• _Teks Sumber_
● ● ● ● ● ● ●
4.3.1 Organisasi Masyarakat
Rancangan pembangunan masyarakat desa sejak lama ditengarai tidak dilandasi kebutuhan dasar dan kearifan lokal. Bahkan ada kecenderungan untuk menyeragamkan dan mengabaikan potensi besar yang dimiliki masyarakat di desa seperti semangat kesetiakawanan, gotong royong, dan kesukarelaan. Sebagai upaya untuk pengentasan kemiskinan di kawasan pedesaan, Japan International Cooperation Agency (JICA) mendorong sebuah sistem untuk mendukung pembangunan desa di Kabupaten Takalar, bekerjasama dengan Pemerintah Daerah Kabupaten Takalar, Provinsi Sulawesi Selatan. Dukungan JICA ini dimulai dari Maret 1997 dan berakhir Februari 2002.
Merasakan manfaat dari Sistem Dukungan Terpadu Pembangunan di Desa (Sisduk), Pemerintah Daerah Kabupaten Takalar mereplikasi model ini ke seluruh desa/kelurahan di wilayahnya. Sejumlah Peraturan Daerah dan Keputusan Bupati telah dikeluarkan sebagai bukti keseriusan Kabupaten Takalar menerapkan model ini dalam program penanggulangan kemiskinan di pedesaan.
Ada tiga asas yang hendak dicapai oleh program Sisduk ini yaitu mendorong kegiatan pembangunan desa yang partisipatif melalui metode pendampingan yang sesuai dengan karakteristik masyarakat di tiap desa; mendorong perencanaan dan penganggaran yang partisipatif guna membuka ruang bagi masyarakat dalam mengatasi kemiskinan dan menyusun strategi pembangunan bersama sesuai situasi dan kondisi setempat.
Potensi masyarakat desa yang terabaikan merupakan topik penting dalam mengatasi kemiskinan. Kesalahan dalam menilai potensi masyarakat desa seringkali mendorong mereka ke dalam jurang kemiskinan ketimbang mengeluarkan mereka dari belenggu kemiskinan.
Sistem Dukungan Terpadu memberi jawaban yang lebih konkrit dan membuka ruang bagi masyarakat desa untuk berinisiatif melaksanakan kegiatan bersama dengan memobilisasi dan menggunakan sumberdaya yang ada tanpa menunggu persetujuan dari pemerintah daerah dalam memenuhi kebutuhan masyarakat desa. Setidaknya, pelaksanaan program ini yang didorong oleh JICA selama lima tahun telah mengatasi kendala tidak efektifnya program penanggulangan kemiskinan di desa yakni kurangnya transparan dan ketidakadilan dalam proses evaluasi kebutuhan dan perencanaan anggaran pembangunan desa.
● ● ● ● ● ● ●
• _Bahan Terkumpul_
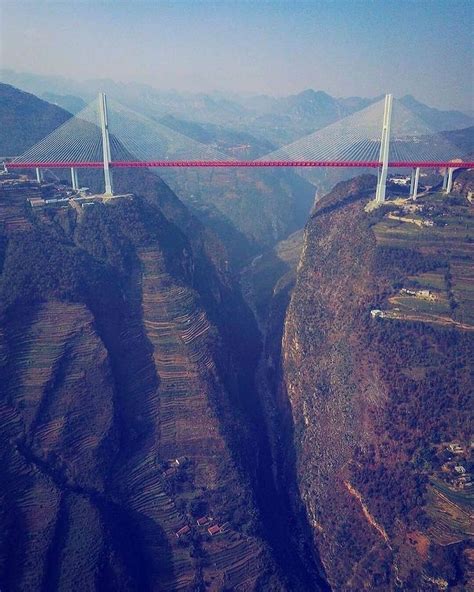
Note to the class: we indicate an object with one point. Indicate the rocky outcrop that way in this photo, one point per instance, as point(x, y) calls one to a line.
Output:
● ● ● ● ● ● ●
• _Daftar Tugas_
[a] Tulis ulang bagian teks sumber mulai dari "4.3.1 Organisasi Masyarakat" sampai dengan "berakhir Februari 2002.", dan ganti "gotong royong" dengan "kerja bakti".
[b] Menurut teks sumber, kapan dukungan JICA untuk pembangunan desa di Kabupaten Takalar dimulai dan kapan berakhir?

• _Jawaban Akhir_
[a]
4.3.1 Organisasi Masyarakat
Rancangan pembangunan masyarakat desa sejak lama ditengarai tidak dilandasi kebutuhan dasar dan kearifan lokal. Bahkan ada kecenderungan untuk menyeragamkan dan mengabaikan potensi besar yang dimiliki masyarakat di desa seperti semangat kesetiakawanan, kerja bakti, dan kesukarelaan. Sebagai upaya untuk pengentasan kemiskinan di kawasan pedesaan, Japan International Cooperation Agency (JICA) mendorong sebuah sistem untuk mendukung pembangunan desa di Kabupaten Takalar, bekerjasama dengan Pemerintah Daerah Kabupaten Takalar, Provinsi Sulawesi Selatan. Dukungan JICA ini dimulai dari Maret 1997 dan berakhir Februari 2002.

[b] Dimulai Maret 1997 dan berakhir Februari 2002.